Project 5: Fun With Diffusion Models!

Part 0: Setup

I play around with some different prompts and embeddings, try out 20 vs 100 num inference steps, and use a random seed of 53. Is a happy berkeley student an oxymoron? :P 20 steps is the first row and 100 is the second The Berkeley student with greater inference steps has more high frequency details like the bricks on the ground. Only the oasis with more inference steps has water, and the color of the water is somewhat realistic. The witch with more inference steps also has more details in the hair and background.
a happy berkeley student
a photo of an oasis
an oil painting of a witch

Part 1: Sampling Loops

1.1 Implementing the Forward Process

I use torch.randn_like(image) to add noise distributed to a standard normal distribution that is the same shape as the image, and index into alphas_cumprod accordingly to get the alpha values at timestep t. By running forward(im, t), I am able to produce a noisy version of the image at timestep t, where greater values of t result in a more noisy image.
original
noise level 250
noise level 500
noise level 750

1.2 Classical Denoising

I try denoising using classical methods: with torchvision.transforms.functional.gaussian_blur to remove the higher frequency components. I use kernel_size of 10 and the default calculated sigma. This is pretty ineffective as shown below. This is why we’re moving beyond classical methods into diffusion models!
noise level 250
noise level 500
noise level 750
Gaussian blurred noise level 250
Gaussian blurred noise level 500
Gaussian blurred noise level 750

1.3 One-Step Denoising

The idea behind diffusion models is the following: it’s easy to add noise to an image, so our model aims to “reverse” this process by denoising the image. The idea behind one-step denoising is estimating the noise within an image using a pretrained diffusion model and removing it to obtain a less noisy image. We use the text embedding of “a high quality photo”. After estimating the noise, I rearrange the equation to solve for the clean image, which requires subtracting the scaled noise and dividing the result by the sqrt of alpha.
noise level 250
noise level 500
noise level 750
one step denoised noise level 250
one step denoised level 500
one step denoised level 750

1.4 Iterative Denoising

Later, using strided timesteps that are too large causes issues. But we don’t worry about that here! The idea behind strided timesteps is to save time by computing multiple steps at once. I use the strided_timesteps denoted in this problem with stride of 30. The iteratively denoised campanile seems much more clear, but also more deviated from the original. The one steps is more blurry, and the Gaussian blurred campanile still has a lot of colorful noise.

================================

#### What to work on
Resume the diffusion models write-up from its last sentence, continuing in the same first-person voice. The listing that follows is separate material and has nothing to do with the diffusion models write-up.

#### Information provided

================================

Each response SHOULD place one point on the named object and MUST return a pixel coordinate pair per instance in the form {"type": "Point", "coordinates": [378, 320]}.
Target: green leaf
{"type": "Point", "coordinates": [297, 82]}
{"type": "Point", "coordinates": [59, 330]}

================================

#### Task answer
t=90
t=240
t=390
t=540
t=690
original
final iteratively denoised
one step denoised
gaussian blurred

1.5 Diffusion Model Sampling

To generate random photos, I use the prompt “a high quality photo” and generate random noise in the shape of the image torch.randn. Then, I use my iterative_denoise function to generate the following images. At the beginning, a lot of people were being generated, which freaked me out so I generated more images.
sample 1
sample 2
sample 3
sample 4
sample 5

1.6 Classifier-Free Guidance (CFG)

To get more high quality images, we generate an unconditional noise estimate in addition to a conditional noise estimate, calling UNet twice, and use a combination of these two to generate a noise estimate. You can tell that the images in this section are more high quality than the previous, and overall much more vibrant!
sample 1
sample 2
sample 3
sample 4
sample 5

1.7 Image-to-image Translation

I run iterative_denoise_cfg with different noise levels, [1, 3, 5, 7, 10, 20]. As the noise level increases, we go from the “high quality photo” closer and closer to the campanile. It is interesting to see how the general shape and background look good in the beginning, but the details get closer to the original image as we add more noise.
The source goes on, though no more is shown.